*** Given data ***

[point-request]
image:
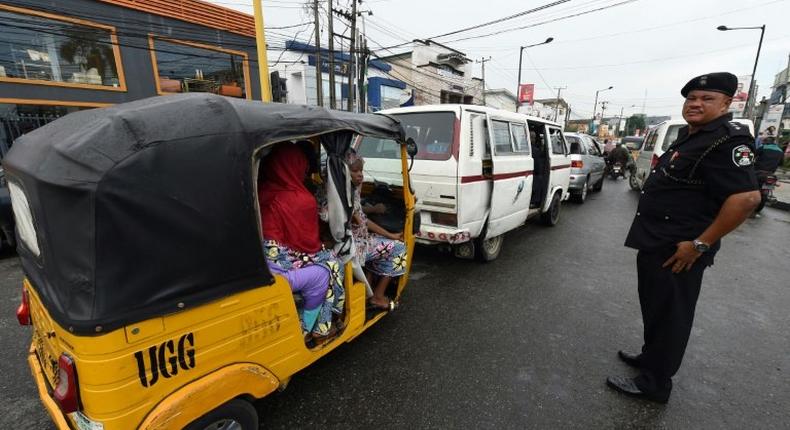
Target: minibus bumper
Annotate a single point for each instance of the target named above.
(431, 235)
(577, 181)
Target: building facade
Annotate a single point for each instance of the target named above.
(295, 67)
(501, 99)
(61, 56)
(437, 74)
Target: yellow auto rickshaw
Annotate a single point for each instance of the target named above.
(146, 286)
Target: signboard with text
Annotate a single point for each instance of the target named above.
(526, 93)
(772, 117)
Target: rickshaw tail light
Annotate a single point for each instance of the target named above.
(23, 311)
(654, 161)
(65, 393)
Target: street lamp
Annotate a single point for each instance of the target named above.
(520, 58)
(749, 104)
(595, 105)
(620, 119)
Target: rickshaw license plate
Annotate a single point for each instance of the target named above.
(85, 423)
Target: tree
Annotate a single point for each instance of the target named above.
(636, 121)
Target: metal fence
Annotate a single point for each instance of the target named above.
(13, 125)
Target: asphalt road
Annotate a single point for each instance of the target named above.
(527, 340)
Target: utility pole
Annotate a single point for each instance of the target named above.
(352, 56)
(319, 78)
(260, 47)
(483, 61)
(362, 81)
(330, 30)
(557, 105)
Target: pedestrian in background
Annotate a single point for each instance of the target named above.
(701, 189)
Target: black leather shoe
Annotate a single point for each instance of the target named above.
(632, 360)
(628, 386)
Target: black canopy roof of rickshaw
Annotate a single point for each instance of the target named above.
(149, 207)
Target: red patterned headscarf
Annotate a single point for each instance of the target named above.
(289, 212)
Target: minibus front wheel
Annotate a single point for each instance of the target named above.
(488, 248)
(236, 414)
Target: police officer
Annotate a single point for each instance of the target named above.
(702, 188)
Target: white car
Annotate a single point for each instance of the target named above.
(657, 141)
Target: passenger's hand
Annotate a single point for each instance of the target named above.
(683, 258)
(395, 236)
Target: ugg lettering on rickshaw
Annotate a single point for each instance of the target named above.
(166, 359)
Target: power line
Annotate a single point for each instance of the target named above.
(496, 21)
(561, 18)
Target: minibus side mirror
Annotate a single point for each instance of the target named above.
(411, 149)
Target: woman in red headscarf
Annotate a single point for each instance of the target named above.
(289, 218)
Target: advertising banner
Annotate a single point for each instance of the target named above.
(772, 118)
(526, 93)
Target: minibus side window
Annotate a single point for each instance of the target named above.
(502, 143)
(520, 141)
(557, 143)
(576, 145)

*** End of Given data ***

Your assignment: When the word "headscarf" shows up in a line of the entries, report that line.

Reply:
Target: red patterned headscarf
Target: woman in red headscarf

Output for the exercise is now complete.